Direction: Copy the lines in the records below verbatim, starting at the line containing "Confirm every instance of the dog's paw" and continuing through the end of the records.

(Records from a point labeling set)
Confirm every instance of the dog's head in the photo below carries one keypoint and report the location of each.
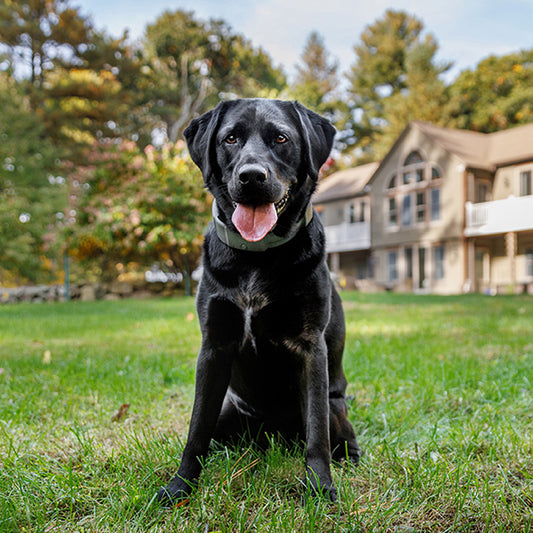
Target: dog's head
(260, 159)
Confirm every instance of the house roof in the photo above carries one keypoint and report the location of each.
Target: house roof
(470, 146)
(486, 151)
(512, 145)
(344, 183)
(483, 150)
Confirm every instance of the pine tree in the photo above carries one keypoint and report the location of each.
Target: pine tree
(391, 57)
(317, 81)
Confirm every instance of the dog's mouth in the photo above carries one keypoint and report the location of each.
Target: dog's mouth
(253, 222)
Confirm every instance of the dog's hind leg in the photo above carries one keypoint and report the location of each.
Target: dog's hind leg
(342, 436)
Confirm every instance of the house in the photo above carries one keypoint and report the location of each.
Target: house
(451, 212)
(342, 201)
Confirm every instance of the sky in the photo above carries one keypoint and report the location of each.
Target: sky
(467, 31)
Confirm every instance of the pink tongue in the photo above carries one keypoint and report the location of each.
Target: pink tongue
(253, 223)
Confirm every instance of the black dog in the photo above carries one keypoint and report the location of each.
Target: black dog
(271, 320)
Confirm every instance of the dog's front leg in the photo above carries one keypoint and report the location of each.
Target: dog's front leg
(314, 394)
(213, 371)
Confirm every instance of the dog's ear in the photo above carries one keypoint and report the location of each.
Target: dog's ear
(318, 135)
(200, 136)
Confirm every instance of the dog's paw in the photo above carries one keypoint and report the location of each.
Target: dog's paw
(315, 492)
(176, 491)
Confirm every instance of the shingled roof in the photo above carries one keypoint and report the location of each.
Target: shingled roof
(345, 183)
(483, 150)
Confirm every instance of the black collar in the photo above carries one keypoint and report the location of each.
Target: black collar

Written answer:
Confirm every instance of the dog's paw in the photo above carries one keypoint and report the location of each.
Target: dog's paw
(315, 492)
(176, 491)
Confirm every instance of the shingled roof in the photo above carries one keypoint and report the location of each.
Target: shingled roof
(345, 183)
(483, 150)
Confirm every instance of the black collar in the photo above carries one keypoint and report the location of each.
Target: black collar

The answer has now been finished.